▸ ENTRIES

···

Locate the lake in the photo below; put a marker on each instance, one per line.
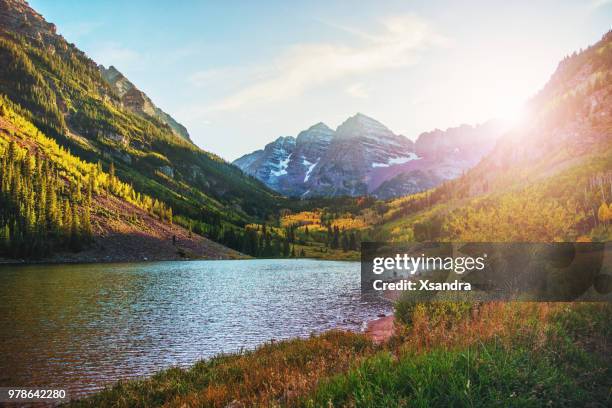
(81, 327)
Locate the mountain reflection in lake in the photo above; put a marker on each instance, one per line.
(81, 327)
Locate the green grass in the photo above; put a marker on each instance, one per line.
(516, 354)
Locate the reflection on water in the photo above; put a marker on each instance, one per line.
(83, 326)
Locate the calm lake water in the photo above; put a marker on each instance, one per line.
(81, 327)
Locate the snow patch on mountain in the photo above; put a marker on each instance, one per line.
(310, 166)
(281, 170)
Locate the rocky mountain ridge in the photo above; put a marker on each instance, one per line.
(362, 156)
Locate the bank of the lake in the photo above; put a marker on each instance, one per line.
(86, 326)
(496, 354)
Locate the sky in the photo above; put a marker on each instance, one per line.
(238, 74)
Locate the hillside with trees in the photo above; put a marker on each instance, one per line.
(56, 88)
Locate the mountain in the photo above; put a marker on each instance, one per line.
(547, 179)
(100, 116)
(362, 156)
(138, 102)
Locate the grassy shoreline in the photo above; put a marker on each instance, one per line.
(515, 354)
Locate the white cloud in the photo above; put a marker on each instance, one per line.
(357, 90)
(304, 66)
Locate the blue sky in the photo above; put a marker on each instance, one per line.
(240, 74)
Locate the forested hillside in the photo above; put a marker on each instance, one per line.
(56, 87)
(52, 202)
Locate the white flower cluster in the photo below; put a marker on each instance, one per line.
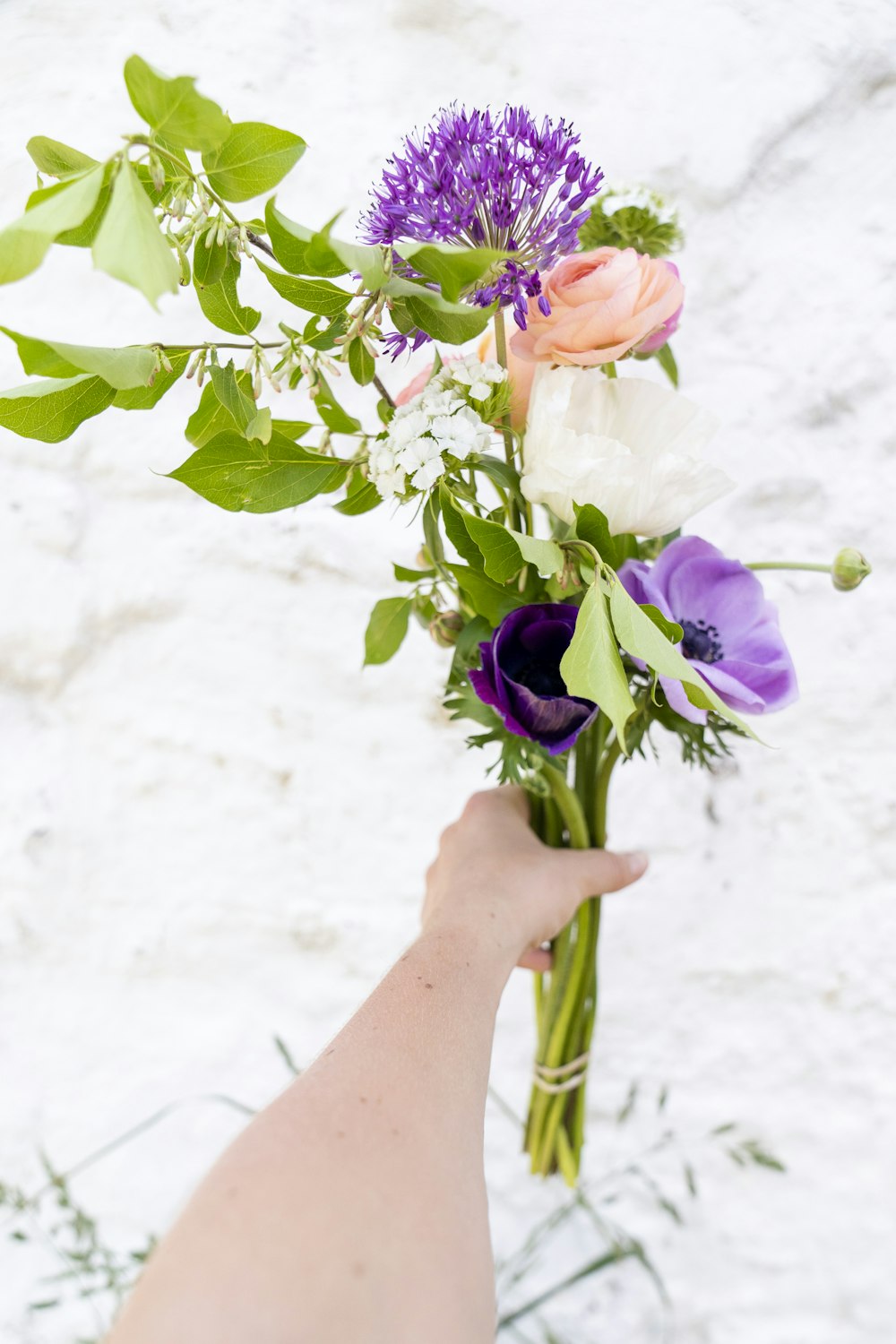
(440, 419)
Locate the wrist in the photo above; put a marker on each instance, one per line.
(479, 953)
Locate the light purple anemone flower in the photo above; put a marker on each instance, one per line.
(731, 631)
(657, 339)
(487, 179)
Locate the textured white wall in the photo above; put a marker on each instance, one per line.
(214, 824)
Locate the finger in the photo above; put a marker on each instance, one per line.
(598, 871)
(536, 959)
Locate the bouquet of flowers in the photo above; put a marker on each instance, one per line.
(551, 470)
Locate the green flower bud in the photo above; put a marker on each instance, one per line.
(849, 569)
(445, 628)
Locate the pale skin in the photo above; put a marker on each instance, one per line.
(354, 1209)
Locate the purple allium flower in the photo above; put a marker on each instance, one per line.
(520, 676)
(489, 180)
(731, 632)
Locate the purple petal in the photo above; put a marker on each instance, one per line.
(753, 687)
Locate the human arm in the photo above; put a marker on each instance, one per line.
(354, 1209)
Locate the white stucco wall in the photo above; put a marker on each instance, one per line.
(212, 825)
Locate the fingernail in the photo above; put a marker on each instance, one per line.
(637, 863)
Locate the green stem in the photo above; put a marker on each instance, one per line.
(188, 172)
(565, 1012)
(382, 390)
(788, 564)
(500, 349)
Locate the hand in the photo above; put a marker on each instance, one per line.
(495, 878)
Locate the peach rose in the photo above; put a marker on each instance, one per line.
(603, 304)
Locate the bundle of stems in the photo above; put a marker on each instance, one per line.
(573, 814)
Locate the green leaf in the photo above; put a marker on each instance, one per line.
(211, 417)
(500, 472)
(129, 244)
(292, 244)
(642, 639)
(667, 362)
(292, 429)
(367, 260)
(591, 526)
(669, 629)
(314, 296)
(360, 362)
(209, 263)
(261, 425)
(172, 108)
(231, 395)
(236, 473)
(222, 306)
(131, 366)
(51, 410)
(332, 414)
(455, 530)
(449, 323)
(83, 234)
(252, 160)
(24, 242)
(547, 556)
(500, 551)
(303, 252)
(360, 497)
(452, 268)
(591, 666)
(144, 398)
(386, 629)
(487, 597)
(56, 159)
(406, 575)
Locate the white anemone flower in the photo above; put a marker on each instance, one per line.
(626, 445)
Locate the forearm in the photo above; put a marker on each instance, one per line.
(336, 1212)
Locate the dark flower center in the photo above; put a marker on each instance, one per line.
(700, 642)
(540, 676)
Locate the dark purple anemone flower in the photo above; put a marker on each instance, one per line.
(490, 180)
(520, 676)
(731, 632)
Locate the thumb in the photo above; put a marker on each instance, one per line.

···

Lay out every line of the entries above as a numbered list, skipping any blank lines and leaving out the pictures.

▸ REPLY
1. Locate the lake in the photo below; put a marker on each instance, one per line.
2. (81, 327)
3. Locate the mountain reflection in lake in the photo above; put a marker on each instance, one per line.
4. (81, 327)
5. Locate the green grass in the photo above; put a marker on each instance, one per line.
6. (516, 354)
7. Locate the reflection on water in the photo above; put a marker on each instance, one per line.
8. (83, 326)
9. Locate the calm lake water in the photo above; put a marker on each instance, one per line.
10. (81, 327)
11. Locate the snow patch on mountain in the photo above; put a marker on each instance, one per line.
12. (310, 166)
13. (281, 170)
14. Locate the rocky mountain ridge in the photo above; put a marker on each instance, one per line.
15. (362, 156)
16. Locate the bank of the lake in the photo above; put a marker on each instance, one per line.
17. (86, 326)
18. (496, 354)
19. Locate the sky in the photo above; put a marker on each instance, one per line.
20. (238, 74)
21. Locate the hillside with trees in the photo above; put a marker on each instance, one per line.
22. (56, 88)
23. Locate the mountain in the photo above; put a marker on each instance, one per line.
24. (547, 179)
25. (100, 116)
26. (362, 156)
27. (138, 102)
28. Locate the grassy shoreline in the photo above; put a marker on each instance, one per line.
29. (515, 354)
30. Locate the white cloud in the photo above; put a marker on each instance, one per line.
31. (357, 90)
32. (304, 66)
33. Locate the blue sky in the photo above; put a marker on each instance, one per line.
34. (240, 74)
35. Locate the forested hillside in the photo above; put a marker on each instance, one per line.
36. (56, 87)
37. (52, 202)
38. Locate the white flower cluster in the photo below; put a marker on each instance, one per line.
39. (440, 419)
40. Locate the wrist in the photo above; put a marker on each instance, one per line.
41. (479, 953)
42. Locate the light purple anemone flower in the photo above; put a marker on each instance, one per line.
43. (731, 631)
44. (657, 339)
45. (487, 179)
46. Locate the textured white wall in the photo above; put a marker on each instance, one per line.
47. (214, 824)
48. Locate the finger in the photo above; put a marker on each instance, one per line.
49. (598, 871)
50. (536, 959)
51. Locate the bouquet of flowers in the photo above; put a marker on each instance, one per line.
52. (551, 470)
53. Locate the green flower bud in the photo above; put a marker on each instance, one per line.
54. (849, 569)
55. (445, 628)
56. Locate the pale skin in the photo above; put a marker on each instance, one per line.
57. (354, 1209)
58. Locate the purple allium flower in the photo above; put a marker on each instance, one per line.
59. (520, 676)
60. (489, 180)
61. (731, 632)
62. Locate the purple petal in the photo above; put a marker on each instance, one per line.
63. (753, 687)
64. Locate the human arm in the photo above; put a marker on each instance, one per line.
65. (354, 1209)
66. Locate the white stucco wall in the photo above; put a marker on each instance, one per line.
67. (212, 825)
68. Locate the fingernail in the photo above; put a marker on each instance, one per line.
69. (637, 863)
70. Locate the green stem in the photo above; put a marker on each instance, one per line.
71. (188, 172)
72. (565, 1012)
73. (382, 390)
74. (788, 564)
75. (500, 349)
76. Locate the hand in the photo above; put a marker on each instance, one per line.
77. (495, 878)
78. Locate the peach rose in the photo above; put a marker on each instance, one per line.
79. (603, 304)
80. Locate the bundle of stems in the photo above; put a marker on each instance, one per line.
81. (573, 814)
82. Locate the green leaf in the photo above; put a marker on each instance, one per line.
83. (211, 417)
84. (500, 472)
85. (129, 244)
86. (292, 244)
87. (642, 639)
88. (667, 362)
89. (292, 429)
90. (367, 260)
91. (591, 526)
92. (669, 629)
93. (314, 296)
94. (360, 362)
95. (209, 263)
96. (261, 425)
97. (172, 108)
98. (231, 395)
99. (236, 473)
100. (222, 306)
101. (131, 366)
102. (51, 410)
103. (332, 414)
104. (455, 530)
105. (449, 323)
106. (83, 234)
107. (252, 160)
108. (24, 242)
109. (547, 556)
110. (500, 551)
111. (303, 252)
112. (360, 497)
113. (452, 268)
114. (591, 666)
115. (144, 398)
116. (386, 629)
117. (487, 597)
118. (56, 159)
119. (406, 575)
120. Locate the white anemone flower in the photo above; put a marker on each instance, one per line.
121. (626, 445)
122. Locate the forearm in the photo above; put a marker on each instance, one per line.
123. (336, 1212)
124. Locate the dark flower center in the photo above; put a marker on each instance, one per line.
125. (700, 642)
126. (540, 676)
127. Locate the dark purple anemone flower in the photo above; put a marker on each instance, one per line.
128. (490, 180)
129. (520, 676)
130. (731, 632)
131. Locate the thumb in the photo above; put a marker on each instance, one per line.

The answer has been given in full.